TASK GOAL: Reproduce the line that holds "form (576, 383)." together with all the lines after it up to the end of the entries.

RECORD EXTRACTS:
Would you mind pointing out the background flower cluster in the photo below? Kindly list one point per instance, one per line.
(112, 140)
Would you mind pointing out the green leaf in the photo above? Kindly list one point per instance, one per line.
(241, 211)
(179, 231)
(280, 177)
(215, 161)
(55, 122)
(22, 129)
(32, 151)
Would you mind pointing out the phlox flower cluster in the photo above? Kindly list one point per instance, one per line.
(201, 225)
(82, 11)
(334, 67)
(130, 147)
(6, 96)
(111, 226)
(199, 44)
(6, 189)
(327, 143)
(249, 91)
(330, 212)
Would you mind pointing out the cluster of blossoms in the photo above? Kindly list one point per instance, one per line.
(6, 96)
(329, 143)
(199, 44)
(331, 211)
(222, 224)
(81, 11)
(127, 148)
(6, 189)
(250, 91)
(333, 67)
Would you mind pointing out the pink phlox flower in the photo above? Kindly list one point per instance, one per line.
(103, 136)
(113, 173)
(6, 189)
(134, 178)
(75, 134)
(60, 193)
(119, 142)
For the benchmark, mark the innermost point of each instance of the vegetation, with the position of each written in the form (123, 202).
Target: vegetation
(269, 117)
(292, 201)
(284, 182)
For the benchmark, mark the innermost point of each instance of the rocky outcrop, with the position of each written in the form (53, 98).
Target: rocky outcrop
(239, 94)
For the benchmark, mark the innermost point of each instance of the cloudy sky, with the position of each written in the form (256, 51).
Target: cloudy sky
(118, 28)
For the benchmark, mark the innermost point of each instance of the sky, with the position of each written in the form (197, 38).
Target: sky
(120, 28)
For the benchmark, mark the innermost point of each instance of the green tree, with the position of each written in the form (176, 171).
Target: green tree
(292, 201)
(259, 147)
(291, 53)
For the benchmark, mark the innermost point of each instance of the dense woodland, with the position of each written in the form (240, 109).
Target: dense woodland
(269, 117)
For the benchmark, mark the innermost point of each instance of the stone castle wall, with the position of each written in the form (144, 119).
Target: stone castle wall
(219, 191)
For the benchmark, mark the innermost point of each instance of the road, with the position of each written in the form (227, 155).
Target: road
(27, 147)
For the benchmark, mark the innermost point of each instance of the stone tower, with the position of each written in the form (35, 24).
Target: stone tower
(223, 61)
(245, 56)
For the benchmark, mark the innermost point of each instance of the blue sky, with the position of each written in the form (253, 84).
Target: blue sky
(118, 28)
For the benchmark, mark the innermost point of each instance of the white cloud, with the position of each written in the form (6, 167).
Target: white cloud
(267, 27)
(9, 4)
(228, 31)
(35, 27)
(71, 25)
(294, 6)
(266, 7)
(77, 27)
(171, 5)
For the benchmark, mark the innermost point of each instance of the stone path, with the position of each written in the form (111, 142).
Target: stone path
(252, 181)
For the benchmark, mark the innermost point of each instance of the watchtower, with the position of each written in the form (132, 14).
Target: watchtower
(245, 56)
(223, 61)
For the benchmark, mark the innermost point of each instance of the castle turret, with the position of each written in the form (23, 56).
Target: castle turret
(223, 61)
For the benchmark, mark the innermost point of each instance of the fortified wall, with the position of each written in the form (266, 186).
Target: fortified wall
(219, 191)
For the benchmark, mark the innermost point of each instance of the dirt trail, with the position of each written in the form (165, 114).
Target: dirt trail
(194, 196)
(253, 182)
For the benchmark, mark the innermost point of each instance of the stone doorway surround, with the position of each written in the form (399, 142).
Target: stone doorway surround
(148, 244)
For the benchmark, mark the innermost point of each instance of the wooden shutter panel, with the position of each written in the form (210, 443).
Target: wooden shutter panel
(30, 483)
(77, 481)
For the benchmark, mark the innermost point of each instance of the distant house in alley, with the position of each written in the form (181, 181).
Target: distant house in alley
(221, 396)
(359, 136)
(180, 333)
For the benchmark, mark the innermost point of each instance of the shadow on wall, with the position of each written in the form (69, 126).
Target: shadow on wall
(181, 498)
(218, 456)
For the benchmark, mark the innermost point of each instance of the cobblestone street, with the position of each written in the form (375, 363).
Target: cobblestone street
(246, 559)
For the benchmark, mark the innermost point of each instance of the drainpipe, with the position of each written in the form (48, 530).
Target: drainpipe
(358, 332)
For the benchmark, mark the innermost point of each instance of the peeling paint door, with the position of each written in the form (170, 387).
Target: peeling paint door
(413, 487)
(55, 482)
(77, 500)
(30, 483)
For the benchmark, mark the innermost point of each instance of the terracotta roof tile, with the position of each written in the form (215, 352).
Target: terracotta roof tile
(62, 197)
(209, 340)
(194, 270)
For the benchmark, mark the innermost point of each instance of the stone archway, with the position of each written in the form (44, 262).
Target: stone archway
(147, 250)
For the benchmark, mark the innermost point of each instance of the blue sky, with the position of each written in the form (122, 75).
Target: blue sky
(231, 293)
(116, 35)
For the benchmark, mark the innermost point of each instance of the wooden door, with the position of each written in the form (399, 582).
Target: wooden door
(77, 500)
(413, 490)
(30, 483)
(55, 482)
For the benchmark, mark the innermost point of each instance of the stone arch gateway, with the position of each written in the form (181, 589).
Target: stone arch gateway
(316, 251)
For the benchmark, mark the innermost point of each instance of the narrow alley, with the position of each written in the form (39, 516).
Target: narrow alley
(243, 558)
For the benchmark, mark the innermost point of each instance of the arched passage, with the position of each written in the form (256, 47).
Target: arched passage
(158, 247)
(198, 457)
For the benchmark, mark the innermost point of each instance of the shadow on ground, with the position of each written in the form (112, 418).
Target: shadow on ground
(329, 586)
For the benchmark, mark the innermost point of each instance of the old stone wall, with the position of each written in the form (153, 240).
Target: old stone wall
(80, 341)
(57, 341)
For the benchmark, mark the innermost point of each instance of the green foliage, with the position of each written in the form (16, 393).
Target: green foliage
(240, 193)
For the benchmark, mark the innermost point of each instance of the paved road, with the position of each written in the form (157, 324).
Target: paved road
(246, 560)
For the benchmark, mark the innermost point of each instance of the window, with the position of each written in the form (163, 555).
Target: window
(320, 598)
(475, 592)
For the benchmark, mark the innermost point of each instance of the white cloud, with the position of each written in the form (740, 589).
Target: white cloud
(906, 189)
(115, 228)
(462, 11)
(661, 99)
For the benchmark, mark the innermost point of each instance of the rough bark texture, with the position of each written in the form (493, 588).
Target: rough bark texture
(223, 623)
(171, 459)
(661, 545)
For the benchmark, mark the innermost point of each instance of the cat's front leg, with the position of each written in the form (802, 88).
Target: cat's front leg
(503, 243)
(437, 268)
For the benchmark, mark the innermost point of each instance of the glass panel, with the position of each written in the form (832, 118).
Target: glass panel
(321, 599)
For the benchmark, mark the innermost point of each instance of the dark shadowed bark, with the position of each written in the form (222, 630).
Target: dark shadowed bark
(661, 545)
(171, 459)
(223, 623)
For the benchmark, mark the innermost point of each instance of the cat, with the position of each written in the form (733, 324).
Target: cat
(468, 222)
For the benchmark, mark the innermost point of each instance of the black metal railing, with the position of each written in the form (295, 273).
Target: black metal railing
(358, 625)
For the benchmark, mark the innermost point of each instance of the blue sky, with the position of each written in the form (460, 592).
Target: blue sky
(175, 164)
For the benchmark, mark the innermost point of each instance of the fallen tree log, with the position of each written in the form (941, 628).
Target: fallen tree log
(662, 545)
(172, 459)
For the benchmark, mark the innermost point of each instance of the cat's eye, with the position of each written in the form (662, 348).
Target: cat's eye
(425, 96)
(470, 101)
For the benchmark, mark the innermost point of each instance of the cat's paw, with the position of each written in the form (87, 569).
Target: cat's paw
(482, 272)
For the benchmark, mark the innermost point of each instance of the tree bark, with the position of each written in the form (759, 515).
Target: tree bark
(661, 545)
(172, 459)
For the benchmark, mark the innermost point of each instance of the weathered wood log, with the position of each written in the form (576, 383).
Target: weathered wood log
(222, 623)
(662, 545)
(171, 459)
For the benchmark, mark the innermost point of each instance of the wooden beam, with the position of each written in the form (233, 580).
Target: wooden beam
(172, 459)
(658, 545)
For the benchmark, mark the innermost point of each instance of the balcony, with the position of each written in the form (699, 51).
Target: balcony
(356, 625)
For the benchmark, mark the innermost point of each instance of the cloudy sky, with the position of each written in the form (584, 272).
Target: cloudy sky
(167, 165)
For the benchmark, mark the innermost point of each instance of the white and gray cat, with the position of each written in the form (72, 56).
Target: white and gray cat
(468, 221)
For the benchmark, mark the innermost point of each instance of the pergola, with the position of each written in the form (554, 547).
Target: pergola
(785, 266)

WORKED SOLUTION:
For the benchmark, mark the innermost point of each instance of the weathered wood log, with the position of each written in the form (576, 383).
Target: weathered wood log
(222, 623)
(662, 545)
(171, 459)
For the benchmark, mark the innermost point of each instance of the wooden beam, with the position of each written in the form (233, 580).
Target: wooden beam
(172, 459)
(658, 545)
For the benchmark, mark the innermost point of each instance of the balcony, with the position of each written in the form (699, 51).
Target: balcony
(356, 625)
For the benchmark, mark the innermost point of each instance of the cloudy sky, with the position of each written in the form (584, 272).
Target: cloudy sky
(167, 165)
For the benchmark, mark the innermost point of each instance of the white and gray cat, with the position of each written in the form (72, 56).
Target: white and gray cat
(468, 221)
For the benchmark, mark the innermost point of each instance of the pergola, with the position of each written in the form (554, 547).
Target: pergola
(785, 266)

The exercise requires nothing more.